Gestellte Aufgaben:
(1) Welche Peers waren laut dem Text über die britische Adelsrangfolge keine Mitglieder des Oberhauses?
(2) Zähle alle Adelsgruppen auf, nach denen sich im Text über die britische Adelsrangfolge der Vorrang innerhalb der Adelsränge bestimmt, und halte dabei deren Reihenfolge ein.
(3) Führe den Text über die britische Adelsrangfolge im Anschluss an die Überschrift „Höflichkeitstitel (courtesy titles)“ fort.

Extrahierter Text:
******

In der Rangfolge kommt der Herzog vor dem Marquis, der Marquis vor dem Earl und so weiter. Innerhalb der Adelsränge bestimmt sich der Vorrang folgendermaßen: englischer Adel, schottischer Adel, großbritannischer Adel, irischer Adel, Adel des Vereinigten Königreichs; jede Gruppe in sich wiederum abgestuft nach dem Alter des Titels. Alle Inhaber dieser Titel waren Mitglieder des Oberhauses (House of Lords), mit Ausnahme der irischen Peers, die bis 1922 aus ihren Reihen eine Abordnung gewählt haben.
Höflichkeitstitel (courtesy titles)

******

Einträge zur Beschriftung von Objektpositionen:
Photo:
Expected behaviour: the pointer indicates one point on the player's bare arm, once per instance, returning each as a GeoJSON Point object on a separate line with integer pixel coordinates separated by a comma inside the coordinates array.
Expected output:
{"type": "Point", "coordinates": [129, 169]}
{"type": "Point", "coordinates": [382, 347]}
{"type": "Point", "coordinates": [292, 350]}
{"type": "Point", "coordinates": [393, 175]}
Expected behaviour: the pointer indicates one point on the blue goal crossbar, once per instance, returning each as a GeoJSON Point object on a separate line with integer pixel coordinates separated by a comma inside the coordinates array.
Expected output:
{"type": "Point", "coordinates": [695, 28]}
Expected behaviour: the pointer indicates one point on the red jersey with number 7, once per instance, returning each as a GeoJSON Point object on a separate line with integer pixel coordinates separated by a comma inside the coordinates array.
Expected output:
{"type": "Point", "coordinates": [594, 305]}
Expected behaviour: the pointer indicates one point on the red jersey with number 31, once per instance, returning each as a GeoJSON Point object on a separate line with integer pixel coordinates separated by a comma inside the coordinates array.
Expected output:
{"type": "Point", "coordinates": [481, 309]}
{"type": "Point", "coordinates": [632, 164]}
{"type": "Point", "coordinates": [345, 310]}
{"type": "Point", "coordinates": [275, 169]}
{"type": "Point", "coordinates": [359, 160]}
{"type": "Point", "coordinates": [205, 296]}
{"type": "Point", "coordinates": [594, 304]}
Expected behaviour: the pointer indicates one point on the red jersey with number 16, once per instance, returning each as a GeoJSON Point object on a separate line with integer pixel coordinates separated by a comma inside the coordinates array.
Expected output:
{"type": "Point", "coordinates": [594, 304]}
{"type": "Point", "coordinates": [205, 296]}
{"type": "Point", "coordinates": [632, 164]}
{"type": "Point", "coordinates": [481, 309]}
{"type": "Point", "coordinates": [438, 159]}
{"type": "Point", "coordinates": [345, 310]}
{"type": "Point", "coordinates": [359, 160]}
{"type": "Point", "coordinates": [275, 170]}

******

Lösungen:
(1) Die irischen Peers, die bis 1922 aus ihren Reihen eine Abordnung gewählt haben.

(2) englischer Adel, schottischer Adel, großbritannischer Adel, irischer Adel, Adel des Vereinigten Königreichs

(3)
Wie oben schon gesagt, sind die Familienmitglieder englischer Adeliger keine Adeligen. Ihre Kinder erhalten zwar Höflichkeitstitel (courtesy titles) bleiben aber solange Bürgerliche bis sie selbst einen substantiellen Adelstitel (z.B. durch Erbschaft) erhalten. Hat ein Herzog, Marquis oder Earl (Söhne von Viscounts und Baronen haben dieses Vorrecht nicht) einen ältesten Sohn, erhält der Sohn den nächstniedrigeren Titel des Vaters. Hat der Sohn wiederum einen ältesten Sohn, erhält dieser Enkel den zweitniedrigeren Titel des Großvaters und immer so weiter bis alle Titel aufgebraucht sind. Sind mehrere nächstniedrigere gleichrangige Titel vorhanden, bestimmt die Familientradition welcher vom Sohn geführt wird. Höflichkeitstitel sind aber keine substantiellen Adelstitel (peer on his/her own right), sondern nur Anreden.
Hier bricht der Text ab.